**Passage:**
People walk past the US Treasury Department building in Washington, D.C., the United States, May 21, 2020. (Photo by Ting Shen/Xinhua)
China trimmed its holdings of US Treasury bonds for a fourth straight month in March by more than $15.2 billion, taking the total holdings to the lowest level since June 2010, in what experts said was a move to reduce losses as Treasury bond prices slid and help diversify China's foreign exchange holdings in the long run.
China may continue to reduce its holdings of US Treasury debt if the US' high inflation persists, its drastic monetary tightening continues and the US' economic outlook deteriorates, experts said, calling for restructuring overseas assets and diversifying foreign exchange reserves to fend of risks.
According to data from the US Treasury Department on Monday, China's holdings of US Treasury bonds dropped to $1.039 trillion at the end of March, down $15.2 billion from the previous month.
China remained the second-largest non-US holder of Treasury bonds after Japan, which had $1.232 trillion at the end of March.
The reduction was a market-based decision, Zhou Maohua, a macroeconomic analyst at Everbright Bank, said on Tuesday, noting that when the US bond market fluctuates violently, foreign investors tend to sell US Treasury bonds.
"The plunge of US Treasury prices, mounting US inflation pressure and aggressive US interest rate hikes were the main causes," Zhou told the Global Times.
It is expected that China's moderate reduction will help reduce losses in the short term and diversify and stabilize China's foreign exchange holdings in the long run, Zhou said.
Compared with other foreign holders of US debts, China's reduction was moderate. In comparison, Japan trimmed $73.9 billion of US Treasury bonds in March, the largest drop among foreign holders, which experts said is a desperate move to shore up the yen's decline against the US dollar.
Global centrals banks are cutting their US dollar reserves, and rising unilateralism, trade protectionism and geopolitical conflicts have accelerated this trend in recent years, putting the US dollar's global hegemony at risk, Zhou said.
The reduction in China's holdings underscored that the country's resistance to the hegemony of the US dollar as a reserve currency has strengthened, Tian Yun, former vice director of the Beijing Economic Operation Association, told the Global Times on Tuesday.

**Supplied data:**
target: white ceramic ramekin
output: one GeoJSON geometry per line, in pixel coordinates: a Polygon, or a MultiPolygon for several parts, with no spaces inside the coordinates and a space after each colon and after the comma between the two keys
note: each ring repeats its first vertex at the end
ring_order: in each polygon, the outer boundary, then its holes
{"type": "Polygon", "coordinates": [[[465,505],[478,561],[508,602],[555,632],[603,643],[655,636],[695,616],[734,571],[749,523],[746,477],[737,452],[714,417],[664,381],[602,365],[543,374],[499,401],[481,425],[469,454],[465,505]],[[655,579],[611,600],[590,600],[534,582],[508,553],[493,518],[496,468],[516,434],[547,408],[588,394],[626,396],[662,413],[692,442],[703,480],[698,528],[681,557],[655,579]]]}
--
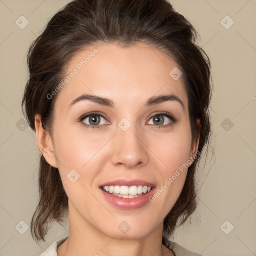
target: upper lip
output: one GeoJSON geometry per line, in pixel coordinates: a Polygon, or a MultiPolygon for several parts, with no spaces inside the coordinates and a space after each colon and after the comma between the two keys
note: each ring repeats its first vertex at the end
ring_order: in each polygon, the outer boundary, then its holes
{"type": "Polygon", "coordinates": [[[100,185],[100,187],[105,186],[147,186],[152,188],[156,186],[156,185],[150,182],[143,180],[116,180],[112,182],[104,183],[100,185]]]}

**What you need to do:**
• a. According to the report on China's US Treasury holdings, what was the value of China's holdings of US Treasury bonds at the end of March?
• b. Print the part of the report on China's US Treasury holdings that opens with the words containing "China trimmed its" and closes with "fend of risks.".

**Solutions to the problems:**
• a. $1.039 trillion

• b.
China trimmed its holdings of US Treasury bonds for a fourth straight month in March by more than $15.2 billion, taking the total holdings to the lowest level since June 2010, in what experts said was a move to reduce losses as Treasury bond prices slid and help diversify China's foreign exchange holdings in the long run.
China may continue to reduce its holdings of US Treasury debt if the US' high inflation persists, its drastic monetary tightening continues and the US' economic outlook deteriorates, experts said, calling for restructuring overseas assets and diversifying foreign exchange reserves to fend of risks.